* _WHAT IS NEEDED_: Take the line that contains "Query: colorful flag" as the first and the last line of the material as the final one; set down exactly the lines in that span.

* _GIVEN DATA_:

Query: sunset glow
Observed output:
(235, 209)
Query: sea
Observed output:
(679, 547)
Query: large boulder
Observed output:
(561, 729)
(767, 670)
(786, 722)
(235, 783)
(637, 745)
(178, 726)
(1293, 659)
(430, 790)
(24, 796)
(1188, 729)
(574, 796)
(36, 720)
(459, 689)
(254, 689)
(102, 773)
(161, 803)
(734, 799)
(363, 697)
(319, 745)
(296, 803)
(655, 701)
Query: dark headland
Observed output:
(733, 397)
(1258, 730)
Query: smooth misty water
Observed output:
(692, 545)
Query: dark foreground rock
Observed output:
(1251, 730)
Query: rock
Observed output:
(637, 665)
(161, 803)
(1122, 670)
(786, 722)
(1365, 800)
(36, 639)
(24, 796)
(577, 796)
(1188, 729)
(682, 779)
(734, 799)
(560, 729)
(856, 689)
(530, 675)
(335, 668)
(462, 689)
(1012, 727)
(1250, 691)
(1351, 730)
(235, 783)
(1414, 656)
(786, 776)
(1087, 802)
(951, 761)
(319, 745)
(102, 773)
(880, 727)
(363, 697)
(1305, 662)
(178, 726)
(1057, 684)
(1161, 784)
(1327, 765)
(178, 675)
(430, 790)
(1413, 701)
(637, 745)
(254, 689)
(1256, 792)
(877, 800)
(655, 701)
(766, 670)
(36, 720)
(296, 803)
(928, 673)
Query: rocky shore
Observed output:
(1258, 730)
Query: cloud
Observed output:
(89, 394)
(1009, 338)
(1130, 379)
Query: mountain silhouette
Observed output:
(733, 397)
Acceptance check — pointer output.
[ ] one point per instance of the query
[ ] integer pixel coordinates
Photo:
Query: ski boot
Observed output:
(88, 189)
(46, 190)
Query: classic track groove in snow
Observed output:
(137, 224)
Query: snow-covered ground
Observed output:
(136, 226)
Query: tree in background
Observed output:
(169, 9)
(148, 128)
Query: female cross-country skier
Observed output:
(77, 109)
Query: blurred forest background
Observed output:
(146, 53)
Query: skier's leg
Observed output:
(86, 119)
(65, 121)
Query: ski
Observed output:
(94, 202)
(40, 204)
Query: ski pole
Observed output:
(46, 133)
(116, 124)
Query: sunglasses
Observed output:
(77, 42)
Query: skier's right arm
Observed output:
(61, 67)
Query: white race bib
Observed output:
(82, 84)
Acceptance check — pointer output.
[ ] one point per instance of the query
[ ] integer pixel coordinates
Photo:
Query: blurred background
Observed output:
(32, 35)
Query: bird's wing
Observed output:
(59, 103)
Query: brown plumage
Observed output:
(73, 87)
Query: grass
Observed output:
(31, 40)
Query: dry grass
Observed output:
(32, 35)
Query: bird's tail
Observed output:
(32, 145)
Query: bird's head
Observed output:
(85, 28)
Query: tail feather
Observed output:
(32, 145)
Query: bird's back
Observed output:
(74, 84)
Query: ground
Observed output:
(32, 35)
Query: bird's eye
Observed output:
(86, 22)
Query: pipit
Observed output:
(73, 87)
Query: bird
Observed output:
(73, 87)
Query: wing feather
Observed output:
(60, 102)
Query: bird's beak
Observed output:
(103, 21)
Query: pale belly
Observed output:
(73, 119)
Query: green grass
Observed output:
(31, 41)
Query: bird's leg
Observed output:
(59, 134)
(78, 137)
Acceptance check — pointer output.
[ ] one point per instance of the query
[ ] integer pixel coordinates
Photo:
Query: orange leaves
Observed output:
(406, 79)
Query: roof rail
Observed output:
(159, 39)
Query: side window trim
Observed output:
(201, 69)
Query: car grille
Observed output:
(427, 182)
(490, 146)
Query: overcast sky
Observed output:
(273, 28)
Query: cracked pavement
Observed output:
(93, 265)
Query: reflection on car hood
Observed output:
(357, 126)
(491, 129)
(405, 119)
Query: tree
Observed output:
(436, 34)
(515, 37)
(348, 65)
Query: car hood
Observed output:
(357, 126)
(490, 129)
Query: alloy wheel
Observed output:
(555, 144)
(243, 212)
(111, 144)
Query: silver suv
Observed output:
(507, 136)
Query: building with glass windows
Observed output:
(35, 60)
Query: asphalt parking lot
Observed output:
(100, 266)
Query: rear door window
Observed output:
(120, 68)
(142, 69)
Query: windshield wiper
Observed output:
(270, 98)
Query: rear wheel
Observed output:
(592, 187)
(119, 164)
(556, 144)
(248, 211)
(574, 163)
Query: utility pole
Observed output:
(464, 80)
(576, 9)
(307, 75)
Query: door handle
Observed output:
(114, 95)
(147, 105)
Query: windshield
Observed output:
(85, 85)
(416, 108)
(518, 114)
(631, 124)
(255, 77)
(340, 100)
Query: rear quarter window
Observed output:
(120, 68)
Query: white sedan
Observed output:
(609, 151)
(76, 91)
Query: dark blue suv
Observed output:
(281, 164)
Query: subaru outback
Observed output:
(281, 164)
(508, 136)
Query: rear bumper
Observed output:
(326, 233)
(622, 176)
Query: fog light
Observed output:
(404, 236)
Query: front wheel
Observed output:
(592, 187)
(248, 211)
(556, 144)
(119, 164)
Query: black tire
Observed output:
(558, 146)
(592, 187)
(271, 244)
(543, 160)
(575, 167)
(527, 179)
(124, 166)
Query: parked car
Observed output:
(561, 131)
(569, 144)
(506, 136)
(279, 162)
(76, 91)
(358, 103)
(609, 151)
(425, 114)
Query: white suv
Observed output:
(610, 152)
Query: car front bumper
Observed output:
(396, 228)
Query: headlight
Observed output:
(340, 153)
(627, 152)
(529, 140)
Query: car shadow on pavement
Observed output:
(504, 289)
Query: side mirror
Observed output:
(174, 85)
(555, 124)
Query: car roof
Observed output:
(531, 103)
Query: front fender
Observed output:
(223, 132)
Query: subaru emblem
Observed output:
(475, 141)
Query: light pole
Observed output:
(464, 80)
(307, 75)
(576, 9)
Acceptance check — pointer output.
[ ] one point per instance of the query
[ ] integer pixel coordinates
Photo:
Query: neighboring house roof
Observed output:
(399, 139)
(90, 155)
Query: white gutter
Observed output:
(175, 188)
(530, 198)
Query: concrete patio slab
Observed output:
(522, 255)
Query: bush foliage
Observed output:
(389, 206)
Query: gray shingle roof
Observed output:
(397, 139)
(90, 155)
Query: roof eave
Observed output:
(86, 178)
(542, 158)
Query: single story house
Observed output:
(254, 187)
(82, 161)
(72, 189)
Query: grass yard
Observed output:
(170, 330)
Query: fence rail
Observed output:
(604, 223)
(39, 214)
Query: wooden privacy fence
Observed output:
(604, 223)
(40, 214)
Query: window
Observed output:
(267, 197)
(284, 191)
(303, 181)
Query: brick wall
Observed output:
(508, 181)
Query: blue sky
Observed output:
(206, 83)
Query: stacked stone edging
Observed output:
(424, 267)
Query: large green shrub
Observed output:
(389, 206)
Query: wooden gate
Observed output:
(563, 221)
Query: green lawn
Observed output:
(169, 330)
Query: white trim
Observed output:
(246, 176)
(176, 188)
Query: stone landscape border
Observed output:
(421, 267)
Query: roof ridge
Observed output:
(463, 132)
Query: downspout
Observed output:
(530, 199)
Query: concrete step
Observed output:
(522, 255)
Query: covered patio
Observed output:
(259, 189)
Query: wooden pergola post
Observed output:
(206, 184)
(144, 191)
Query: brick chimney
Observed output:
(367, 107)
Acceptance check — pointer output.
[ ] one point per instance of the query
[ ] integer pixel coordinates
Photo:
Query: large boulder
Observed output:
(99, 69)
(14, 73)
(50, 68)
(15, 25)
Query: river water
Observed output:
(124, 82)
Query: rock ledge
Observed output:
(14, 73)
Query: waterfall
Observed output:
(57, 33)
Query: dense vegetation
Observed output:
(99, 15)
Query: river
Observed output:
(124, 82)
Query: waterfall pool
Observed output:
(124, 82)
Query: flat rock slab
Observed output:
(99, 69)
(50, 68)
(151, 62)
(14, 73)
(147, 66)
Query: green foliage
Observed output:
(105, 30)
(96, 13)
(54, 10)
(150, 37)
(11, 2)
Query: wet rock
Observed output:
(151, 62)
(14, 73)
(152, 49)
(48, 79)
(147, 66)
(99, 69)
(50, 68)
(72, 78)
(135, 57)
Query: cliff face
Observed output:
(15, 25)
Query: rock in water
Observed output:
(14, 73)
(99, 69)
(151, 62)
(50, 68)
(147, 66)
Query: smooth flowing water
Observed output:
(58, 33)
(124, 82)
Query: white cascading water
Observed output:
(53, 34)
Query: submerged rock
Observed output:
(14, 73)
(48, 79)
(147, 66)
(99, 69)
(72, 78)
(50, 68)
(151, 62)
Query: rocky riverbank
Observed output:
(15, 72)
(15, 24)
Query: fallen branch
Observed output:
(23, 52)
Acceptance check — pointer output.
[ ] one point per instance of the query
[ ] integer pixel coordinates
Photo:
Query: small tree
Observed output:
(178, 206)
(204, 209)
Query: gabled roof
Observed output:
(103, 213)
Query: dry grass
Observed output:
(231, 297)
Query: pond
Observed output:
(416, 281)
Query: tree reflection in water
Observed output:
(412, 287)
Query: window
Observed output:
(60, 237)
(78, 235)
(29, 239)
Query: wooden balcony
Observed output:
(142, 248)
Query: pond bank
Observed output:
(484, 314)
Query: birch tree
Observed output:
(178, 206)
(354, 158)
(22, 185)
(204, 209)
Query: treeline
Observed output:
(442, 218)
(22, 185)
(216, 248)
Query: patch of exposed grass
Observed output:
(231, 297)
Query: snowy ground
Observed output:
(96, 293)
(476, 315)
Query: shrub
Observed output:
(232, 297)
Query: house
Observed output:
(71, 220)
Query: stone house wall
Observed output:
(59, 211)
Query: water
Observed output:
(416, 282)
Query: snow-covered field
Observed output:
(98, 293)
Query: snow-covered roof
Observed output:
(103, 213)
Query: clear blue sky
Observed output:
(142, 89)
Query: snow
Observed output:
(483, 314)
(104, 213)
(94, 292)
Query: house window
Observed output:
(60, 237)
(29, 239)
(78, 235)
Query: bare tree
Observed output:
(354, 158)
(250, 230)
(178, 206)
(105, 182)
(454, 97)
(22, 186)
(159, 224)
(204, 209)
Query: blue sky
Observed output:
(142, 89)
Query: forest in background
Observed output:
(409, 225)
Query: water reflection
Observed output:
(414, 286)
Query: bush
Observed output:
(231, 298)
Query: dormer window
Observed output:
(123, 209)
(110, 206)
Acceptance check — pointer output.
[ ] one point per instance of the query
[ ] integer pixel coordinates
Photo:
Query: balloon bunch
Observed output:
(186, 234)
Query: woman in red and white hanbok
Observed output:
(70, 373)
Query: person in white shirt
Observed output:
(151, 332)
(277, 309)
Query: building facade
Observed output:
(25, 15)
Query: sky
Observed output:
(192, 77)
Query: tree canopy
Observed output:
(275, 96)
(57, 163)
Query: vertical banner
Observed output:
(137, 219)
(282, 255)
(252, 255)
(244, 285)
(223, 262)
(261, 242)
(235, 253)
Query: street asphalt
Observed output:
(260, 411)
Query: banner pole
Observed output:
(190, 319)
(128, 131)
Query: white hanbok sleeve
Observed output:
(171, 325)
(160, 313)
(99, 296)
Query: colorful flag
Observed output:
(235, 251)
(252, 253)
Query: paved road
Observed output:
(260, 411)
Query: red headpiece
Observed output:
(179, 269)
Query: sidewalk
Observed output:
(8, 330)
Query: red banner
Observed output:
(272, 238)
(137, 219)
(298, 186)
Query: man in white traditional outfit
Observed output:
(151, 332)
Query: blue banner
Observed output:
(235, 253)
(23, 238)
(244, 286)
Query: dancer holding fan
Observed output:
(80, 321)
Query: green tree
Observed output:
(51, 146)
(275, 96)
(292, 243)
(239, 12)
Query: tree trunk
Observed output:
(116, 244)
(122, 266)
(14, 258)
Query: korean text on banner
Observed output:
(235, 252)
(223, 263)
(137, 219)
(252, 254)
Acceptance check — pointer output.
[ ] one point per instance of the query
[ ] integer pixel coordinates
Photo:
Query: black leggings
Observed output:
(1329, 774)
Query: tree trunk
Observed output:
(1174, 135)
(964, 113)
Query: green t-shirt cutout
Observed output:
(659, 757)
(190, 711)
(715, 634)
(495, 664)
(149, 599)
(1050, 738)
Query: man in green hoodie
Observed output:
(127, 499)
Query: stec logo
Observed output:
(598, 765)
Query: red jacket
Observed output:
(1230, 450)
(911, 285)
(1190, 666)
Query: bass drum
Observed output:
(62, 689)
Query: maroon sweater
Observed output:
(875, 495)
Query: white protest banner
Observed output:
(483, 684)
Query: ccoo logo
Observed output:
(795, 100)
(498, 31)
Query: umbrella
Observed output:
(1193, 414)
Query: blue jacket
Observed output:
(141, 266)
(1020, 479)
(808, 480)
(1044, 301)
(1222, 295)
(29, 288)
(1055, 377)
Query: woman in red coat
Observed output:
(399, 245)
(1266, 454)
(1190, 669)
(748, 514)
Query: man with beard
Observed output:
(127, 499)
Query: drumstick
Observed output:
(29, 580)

* _RESULT FOR THIS TASK_:
Query: colorful flag
Observed output:
(235, 251)
(252, 253)
Query: paved road
Observed output:
(260, 411)
Query: red headpiece
Observed output:
(179, 269)
Query: sidewalk
Observed output:
(8, 330)
Query: red banner
Observed output:
(272, 238)
(137, 219)
(298, 186)
Query: man in white traditional outfit
Observed output:
(151, 332)
Query: blue banner
Observed output:
(235, 253)
(23, 238)
(244, 286)
Query: dancer holding fan
Observed output:
(80, 321)
Query: green tree
Observed output:
(51, 146)
(275, 96)
(292, 243)
(239, 12)
Query: tree trunk
Observed output:
(116, 244)
(122, 266)
(14, 258)
Query: korean text on banner
Observed output:
(235, 252)
(223, 263)
(137, 219)
(252, 254)
Acceptance check — pointer output.
[ ] one point per instance of the query
[ ] integer pixel coordinates
Photo:
Query: black leggings
Observed output:
(1329, 774)
Query: tree trunk
Observed output:
(1174, 135)
(964, 113)
Query: green t-shirt cutout
Observed output:
(659, 757)
(190, 711)
(715, 634)
(495, 664)
(149, 599)
(1050, 738)
Query: man in green hoodie
Observed output:
(127, 499)
Query: stec logo
Observed output:
(598, 765)
Query: red jacket
Observed output:
(1230, 450)
(911, 285)
(1190, 666)
Query: bass drum
Observed output:
(62, 689)
Query: maroon sweater
Observed output:
(875, 495)
Query: white protest banner
Observed output:
(483, 684)
Query: ccoo logo
Observed output:
(795, 100)
(498, 31)
Query: umbrella
Observed output:
(1193, 414)
Query: blue jacket
Observed output:
(141, 266)
(1020, 479)
(808, 480)
(1044, 301)
(1222, 295)
(29, 288)
(1055, 377)
Query: woman in red coat
Observed output:
(399, 245)
(1266, 454)
(1190, 669)
(748, 514)
Query: man with beard
Observed output:
(127, 499)
Query: drumstick
Observed output:
(29, 580)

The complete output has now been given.